- _Work order_:
Transcribe the data below exactly, but only from the line containing "Category: forest background" through its final line, both included.

Stored data entries
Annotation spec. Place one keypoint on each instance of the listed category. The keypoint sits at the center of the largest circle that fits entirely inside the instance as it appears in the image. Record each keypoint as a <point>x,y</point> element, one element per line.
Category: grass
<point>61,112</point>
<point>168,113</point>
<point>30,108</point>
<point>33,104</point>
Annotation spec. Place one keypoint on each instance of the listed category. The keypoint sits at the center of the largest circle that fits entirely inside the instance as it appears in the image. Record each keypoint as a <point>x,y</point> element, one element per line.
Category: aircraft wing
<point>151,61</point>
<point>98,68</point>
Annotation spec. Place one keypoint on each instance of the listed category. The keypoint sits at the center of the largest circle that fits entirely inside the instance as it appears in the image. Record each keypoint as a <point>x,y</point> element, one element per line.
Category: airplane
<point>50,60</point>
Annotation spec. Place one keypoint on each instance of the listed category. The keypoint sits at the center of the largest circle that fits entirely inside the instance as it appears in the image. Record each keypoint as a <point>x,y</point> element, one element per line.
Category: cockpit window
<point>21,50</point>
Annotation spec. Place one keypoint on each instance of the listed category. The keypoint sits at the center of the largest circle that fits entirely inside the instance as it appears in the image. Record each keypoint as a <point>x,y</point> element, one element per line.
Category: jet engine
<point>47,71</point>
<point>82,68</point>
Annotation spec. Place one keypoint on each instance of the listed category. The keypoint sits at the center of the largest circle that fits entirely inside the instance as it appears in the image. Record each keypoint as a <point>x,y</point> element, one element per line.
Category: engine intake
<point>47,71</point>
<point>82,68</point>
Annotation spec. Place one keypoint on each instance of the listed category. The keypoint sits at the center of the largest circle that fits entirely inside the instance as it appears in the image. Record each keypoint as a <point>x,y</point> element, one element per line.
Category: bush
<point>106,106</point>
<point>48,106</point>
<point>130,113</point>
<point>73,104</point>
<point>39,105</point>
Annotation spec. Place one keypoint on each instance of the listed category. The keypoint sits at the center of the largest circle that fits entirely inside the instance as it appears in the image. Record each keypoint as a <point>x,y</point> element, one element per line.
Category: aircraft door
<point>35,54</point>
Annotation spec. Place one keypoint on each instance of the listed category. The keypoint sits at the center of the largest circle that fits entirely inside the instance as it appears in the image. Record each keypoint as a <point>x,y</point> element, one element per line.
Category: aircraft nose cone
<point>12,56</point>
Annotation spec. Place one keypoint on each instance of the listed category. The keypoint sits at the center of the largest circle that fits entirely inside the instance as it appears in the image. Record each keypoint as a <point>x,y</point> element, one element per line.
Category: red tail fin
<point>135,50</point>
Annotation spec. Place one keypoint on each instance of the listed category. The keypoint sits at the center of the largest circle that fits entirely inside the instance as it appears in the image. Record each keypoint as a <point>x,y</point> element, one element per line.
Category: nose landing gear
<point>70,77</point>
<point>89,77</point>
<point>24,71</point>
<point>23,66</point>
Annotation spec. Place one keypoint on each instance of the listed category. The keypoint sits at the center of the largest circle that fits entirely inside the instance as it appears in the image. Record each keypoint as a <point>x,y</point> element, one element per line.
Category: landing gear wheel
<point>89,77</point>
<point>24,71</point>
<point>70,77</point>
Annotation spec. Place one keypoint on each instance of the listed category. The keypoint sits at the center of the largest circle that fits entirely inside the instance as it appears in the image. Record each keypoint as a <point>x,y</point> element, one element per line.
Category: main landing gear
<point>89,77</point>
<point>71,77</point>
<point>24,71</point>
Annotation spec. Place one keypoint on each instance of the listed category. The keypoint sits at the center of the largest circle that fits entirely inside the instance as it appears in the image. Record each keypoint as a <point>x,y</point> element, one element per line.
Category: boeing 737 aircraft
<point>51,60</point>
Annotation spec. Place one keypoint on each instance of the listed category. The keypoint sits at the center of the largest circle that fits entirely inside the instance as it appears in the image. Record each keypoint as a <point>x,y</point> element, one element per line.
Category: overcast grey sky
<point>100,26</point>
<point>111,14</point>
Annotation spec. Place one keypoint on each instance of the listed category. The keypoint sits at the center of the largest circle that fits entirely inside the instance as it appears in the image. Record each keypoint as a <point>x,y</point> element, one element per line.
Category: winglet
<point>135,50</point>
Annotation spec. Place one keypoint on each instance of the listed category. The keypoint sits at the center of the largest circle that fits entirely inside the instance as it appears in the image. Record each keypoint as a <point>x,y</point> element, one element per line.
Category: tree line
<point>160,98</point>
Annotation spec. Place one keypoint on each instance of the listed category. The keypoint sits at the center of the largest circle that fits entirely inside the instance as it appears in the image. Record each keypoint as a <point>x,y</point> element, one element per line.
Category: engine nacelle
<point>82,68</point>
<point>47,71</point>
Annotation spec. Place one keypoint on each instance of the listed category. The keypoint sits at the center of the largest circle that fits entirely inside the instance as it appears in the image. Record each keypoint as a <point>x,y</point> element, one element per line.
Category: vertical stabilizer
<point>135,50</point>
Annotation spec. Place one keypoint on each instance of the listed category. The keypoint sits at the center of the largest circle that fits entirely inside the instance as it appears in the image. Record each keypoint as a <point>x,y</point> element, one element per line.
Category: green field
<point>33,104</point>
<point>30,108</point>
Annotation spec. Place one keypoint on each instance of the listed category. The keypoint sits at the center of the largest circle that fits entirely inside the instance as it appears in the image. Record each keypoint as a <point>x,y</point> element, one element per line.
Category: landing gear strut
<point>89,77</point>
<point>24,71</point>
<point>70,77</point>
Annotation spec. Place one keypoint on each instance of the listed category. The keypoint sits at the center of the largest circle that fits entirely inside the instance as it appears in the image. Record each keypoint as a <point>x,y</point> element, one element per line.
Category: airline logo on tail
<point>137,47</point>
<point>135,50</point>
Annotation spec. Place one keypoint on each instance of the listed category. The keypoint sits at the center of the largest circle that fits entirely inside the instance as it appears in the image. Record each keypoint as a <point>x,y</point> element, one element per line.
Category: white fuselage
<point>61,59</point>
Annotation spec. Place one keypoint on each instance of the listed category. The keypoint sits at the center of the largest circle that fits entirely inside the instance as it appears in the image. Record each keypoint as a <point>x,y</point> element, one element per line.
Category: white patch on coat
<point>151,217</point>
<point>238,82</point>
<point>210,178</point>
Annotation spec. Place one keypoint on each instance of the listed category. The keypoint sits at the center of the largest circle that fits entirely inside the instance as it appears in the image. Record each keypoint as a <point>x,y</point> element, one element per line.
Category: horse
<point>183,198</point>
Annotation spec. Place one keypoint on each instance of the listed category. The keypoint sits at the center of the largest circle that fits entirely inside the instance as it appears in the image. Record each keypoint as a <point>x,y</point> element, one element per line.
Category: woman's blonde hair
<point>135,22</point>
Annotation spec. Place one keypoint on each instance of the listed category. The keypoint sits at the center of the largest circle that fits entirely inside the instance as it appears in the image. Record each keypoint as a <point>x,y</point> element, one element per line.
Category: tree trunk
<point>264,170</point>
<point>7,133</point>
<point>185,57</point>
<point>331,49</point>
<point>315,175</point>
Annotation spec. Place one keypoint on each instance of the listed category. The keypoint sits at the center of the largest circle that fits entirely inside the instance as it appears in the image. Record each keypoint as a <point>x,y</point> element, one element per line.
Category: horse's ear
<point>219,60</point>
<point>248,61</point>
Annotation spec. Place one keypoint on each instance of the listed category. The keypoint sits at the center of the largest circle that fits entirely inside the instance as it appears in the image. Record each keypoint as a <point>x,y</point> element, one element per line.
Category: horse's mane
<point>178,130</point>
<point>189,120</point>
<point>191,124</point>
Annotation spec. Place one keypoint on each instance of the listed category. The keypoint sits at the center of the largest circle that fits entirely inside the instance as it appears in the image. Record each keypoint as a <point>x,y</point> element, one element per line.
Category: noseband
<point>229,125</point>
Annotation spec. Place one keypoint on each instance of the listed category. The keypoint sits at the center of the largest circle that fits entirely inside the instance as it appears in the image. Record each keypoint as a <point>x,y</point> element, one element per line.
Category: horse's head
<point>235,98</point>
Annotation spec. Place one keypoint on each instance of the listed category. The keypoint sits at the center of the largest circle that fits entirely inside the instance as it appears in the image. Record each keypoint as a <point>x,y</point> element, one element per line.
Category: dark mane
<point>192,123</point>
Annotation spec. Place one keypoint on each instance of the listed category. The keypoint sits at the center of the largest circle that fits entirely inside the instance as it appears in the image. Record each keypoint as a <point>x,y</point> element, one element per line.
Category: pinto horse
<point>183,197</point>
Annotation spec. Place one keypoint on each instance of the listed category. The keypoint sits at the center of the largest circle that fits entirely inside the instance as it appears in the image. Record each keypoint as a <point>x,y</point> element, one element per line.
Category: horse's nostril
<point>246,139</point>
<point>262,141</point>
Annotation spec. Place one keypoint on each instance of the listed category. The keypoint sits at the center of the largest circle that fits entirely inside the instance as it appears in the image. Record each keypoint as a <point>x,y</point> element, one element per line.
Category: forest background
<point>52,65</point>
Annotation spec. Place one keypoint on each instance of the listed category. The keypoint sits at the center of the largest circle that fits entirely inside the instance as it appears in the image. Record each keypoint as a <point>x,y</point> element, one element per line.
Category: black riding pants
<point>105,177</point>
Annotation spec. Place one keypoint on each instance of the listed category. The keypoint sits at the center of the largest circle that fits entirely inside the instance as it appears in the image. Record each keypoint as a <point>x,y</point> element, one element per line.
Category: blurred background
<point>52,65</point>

- _Written reply_:
Category: forest background
<point>52,65</point>
Annotation spec. Place one keypoint on each instance of the listed category. The keypoint sits at the center of the largest circle that fits entirely inside the instance as it appears in the image. Record each keypoint as a <point>x,y</point> element, one element per line.
Category: black riding pants
<point>105,177</point>
Annotation spec. Place one keypoint on each instance of the listed category. The keypoint sits at the center of the largest circle that fits entirely inside the instance as it appears in the image. Record each keypoint as a <point>x,y</point> element, one element per line.
Category: blurred background
<point>52,65</point>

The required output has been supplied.